══ Provided entries ══

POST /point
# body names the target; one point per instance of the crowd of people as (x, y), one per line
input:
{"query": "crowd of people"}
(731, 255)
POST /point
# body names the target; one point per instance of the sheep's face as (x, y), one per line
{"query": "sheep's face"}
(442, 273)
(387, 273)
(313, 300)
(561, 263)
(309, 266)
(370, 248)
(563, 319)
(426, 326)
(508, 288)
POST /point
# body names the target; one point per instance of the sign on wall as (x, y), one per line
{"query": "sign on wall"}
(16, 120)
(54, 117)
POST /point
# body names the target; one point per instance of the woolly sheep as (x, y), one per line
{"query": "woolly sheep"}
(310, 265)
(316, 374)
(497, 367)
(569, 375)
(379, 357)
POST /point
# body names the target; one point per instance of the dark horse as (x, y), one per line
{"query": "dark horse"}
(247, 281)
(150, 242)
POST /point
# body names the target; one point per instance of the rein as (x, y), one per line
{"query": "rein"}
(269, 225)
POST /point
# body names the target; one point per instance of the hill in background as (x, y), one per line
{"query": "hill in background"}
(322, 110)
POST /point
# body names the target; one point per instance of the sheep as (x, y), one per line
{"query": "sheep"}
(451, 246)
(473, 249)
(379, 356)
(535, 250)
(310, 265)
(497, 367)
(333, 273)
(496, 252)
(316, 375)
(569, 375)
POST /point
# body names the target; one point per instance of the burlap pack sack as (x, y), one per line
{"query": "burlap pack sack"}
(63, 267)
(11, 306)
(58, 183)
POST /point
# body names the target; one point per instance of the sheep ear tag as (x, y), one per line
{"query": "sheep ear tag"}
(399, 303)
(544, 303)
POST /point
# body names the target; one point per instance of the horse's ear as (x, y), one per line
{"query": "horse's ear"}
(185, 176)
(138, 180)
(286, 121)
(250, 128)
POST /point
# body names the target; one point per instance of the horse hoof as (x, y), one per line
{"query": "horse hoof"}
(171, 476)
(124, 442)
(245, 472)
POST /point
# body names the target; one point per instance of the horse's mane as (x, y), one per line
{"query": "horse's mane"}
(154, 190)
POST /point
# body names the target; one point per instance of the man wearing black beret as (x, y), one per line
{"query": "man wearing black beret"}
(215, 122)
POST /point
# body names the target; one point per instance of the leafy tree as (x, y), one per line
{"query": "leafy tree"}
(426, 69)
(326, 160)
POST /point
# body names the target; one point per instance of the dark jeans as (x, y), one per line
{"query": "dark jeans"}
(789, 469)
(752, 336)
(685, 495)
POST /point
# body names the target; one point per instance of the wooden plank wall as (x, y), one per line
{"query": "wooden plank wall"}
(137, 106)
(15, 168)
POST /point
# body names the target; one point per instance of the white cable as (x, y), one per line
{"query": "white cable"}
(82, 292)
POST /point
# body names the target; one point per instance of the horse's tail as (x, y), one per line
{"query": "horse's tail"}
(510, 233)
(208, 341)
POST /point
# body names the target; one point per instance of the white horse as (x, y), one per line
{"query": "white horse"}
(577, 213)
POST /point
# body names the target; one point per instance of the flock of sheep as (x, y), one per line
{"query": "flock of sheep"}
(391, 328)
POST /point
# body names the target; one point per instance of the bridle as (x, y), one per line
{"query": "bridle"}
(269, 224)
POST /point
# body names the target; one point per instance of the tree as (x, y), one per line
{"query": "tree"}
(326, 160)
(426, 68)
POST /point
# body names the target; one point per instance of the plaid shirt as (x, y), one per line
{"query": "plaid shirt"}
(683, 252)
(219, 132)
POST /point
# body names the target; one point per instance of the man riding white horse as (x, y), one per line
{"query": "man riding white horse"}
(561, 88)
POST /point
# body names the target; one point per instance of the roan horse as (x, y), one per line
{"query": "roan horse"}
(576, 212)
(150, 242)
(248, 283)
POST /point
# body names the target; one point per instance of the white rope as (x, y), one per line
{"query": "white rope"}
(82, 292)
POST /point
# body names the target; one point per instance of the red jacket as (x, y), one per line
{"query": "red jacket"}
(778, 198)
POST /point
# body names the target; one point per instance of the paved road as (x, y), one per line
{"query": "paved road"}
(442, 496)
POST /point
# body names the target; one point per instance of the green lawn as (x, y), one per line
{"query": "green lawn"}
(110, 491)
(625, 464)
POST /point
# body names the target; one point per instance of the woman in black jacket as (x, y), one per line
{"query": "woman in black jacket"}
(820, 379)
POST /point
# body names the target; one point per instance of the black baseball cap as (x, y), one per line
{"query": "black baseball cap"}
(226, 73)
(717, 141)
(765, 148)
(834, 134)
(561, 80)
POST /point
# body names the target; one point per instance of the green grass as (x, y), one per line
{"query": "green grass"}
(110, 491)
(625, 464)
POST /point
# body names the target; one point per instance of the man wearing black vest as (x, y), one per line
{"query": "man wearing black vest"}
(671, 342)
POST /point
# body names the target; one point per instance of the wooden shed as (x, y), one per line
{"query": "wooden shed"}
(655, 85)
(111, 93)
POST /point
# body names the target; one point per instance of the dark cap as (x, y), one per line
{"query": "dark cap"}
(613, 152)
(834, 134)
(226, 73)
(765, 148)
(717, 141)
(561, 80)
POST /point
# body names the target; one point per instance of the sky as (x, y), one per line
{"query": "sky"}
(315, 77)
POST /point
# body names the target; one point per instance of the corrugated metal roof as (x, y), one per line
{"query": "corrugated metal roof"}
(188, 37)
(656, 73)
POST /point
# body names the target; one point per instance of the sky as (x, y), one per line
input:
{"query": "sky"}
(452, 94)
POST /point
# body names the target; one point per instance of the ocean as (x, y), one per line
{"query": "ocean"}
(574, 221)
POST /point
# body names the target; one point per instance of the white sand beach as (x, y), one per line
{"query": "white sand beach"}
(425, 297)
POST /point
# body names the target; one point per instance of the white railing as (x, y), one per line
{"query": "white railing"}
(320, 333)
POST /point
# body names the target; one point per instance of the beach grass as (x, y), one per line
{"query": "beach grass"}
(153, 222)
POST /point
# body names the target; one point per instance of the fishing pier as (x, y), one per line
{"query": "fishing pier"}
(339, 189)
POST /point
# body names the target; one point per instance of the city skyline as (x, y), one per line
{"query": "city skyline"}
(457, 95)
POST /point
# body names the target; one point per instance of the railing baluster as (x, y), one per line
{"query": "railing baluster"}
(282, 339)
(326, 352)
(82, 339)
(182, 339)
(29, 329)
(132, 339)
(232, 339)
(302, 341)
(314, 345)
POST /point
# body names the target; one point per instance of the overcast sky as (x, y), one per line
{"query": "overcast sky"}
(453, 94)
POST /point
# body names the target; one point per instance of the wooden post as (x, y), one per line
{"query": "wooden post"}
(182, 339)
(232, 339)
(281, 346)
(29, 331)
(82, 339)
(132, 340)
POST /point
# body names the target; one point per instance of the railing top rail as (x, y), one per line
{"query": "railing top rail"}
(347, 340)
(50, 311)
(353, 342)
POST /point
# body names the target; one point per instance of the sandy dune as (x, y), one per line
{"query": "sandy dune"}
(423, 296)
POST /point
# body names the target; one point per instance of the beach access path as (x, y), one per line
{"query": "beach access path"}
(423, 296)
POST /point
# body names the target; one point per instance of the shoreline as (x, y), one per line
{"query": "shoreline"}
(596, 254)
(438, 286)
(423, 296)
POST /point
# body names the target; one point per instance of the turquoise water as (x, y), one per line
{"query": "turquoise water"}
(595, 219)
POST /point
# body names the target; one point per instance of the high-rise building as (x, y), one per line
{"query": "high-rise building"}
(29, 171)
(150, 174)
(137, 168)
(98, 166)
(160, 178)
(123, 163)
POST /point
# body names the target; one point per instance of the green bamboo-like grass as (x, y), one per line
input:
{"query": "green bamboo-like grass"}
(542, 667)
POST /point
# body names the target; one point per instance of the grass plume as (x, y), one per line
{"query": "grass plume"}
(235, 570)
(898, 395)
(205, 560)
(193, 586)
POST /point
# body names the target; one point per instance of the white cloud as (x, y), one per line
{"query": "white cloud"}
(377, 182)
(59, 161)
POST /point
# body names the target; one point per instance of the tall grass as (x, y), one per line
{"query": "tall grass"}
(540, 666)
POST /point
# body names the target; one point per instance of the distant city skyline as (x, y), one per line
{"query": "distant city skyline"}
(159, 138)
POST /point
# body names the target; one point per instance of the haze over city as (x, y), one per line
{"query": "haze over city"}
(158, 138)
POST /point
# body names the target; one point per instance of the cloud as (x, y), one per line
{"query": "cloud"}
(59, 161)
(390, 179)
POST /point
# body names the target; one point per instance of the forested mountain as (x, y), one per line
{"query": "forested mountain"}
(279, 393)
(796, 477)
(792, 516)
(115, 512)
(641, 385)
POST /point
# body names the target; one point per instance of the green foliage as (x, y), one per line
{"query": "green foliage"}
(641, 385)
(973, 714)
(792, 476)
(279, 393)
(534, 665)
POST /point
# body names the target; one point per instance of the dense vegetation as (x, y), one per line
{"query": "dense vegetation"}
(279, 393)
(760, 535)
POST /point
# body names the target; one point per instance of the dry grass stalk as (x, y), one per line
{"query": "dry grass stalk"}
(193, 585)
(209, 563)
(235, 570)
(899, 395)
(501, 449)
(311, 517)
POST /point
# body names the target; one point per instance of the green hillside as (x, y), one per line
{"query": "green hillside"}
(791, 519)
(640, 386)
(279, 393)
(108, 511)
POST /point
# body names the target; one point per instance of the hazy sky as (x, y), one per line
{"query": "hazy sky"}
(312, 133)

═══

Lines from the top of the data above through the line with "the sheep as (x, y), one per line", both ends included: copy them exactly, nothing more.

POST /point
# body names the target; one point per instance of the crowd of people as (x, y), one per line
input:
{"query": "crowd of people"}
(731, 255)
POST /point
# body names the target; one point per instance of the sheep's face as (x, y), one per line
{"query": "sheep's face"}
(442, 273)
(387, 273)
(313, 300)
(561, 263)
(309, 266)
(370, 248)
(563, 319)
(426, 326)
(508, 288)
POST /point
# body names the target; one point per instance of the sign on wall as (x, y), one per line
{"query": "sign on wall"}
(16, 120)
(54, 117)
POST /point
# body names the target; one point per instance of the woolly sheep as (x, y), one per line
{"query": "woolly sheep"}
(310, 265)
(316, 374)
(497, 367)
(569, 375)
(379, 357)
POST /point
# body names the target; one point per instance of the dark horse as (x, y), one per line
{"query": "dark horse"}
(247, 281)
(150, 242)
POST /point
# body names the target; one point per instance of the rein as (x, y), one per line
{"query": "rein"}
(269, 225)
POST /point
# body names the target; one point per instance of the hill in background as (x, y), one per line
{"query": "hill in background"}
(322, 110)
POST /point
# body names the target; one point per instance of the sheep as (x, y), one per line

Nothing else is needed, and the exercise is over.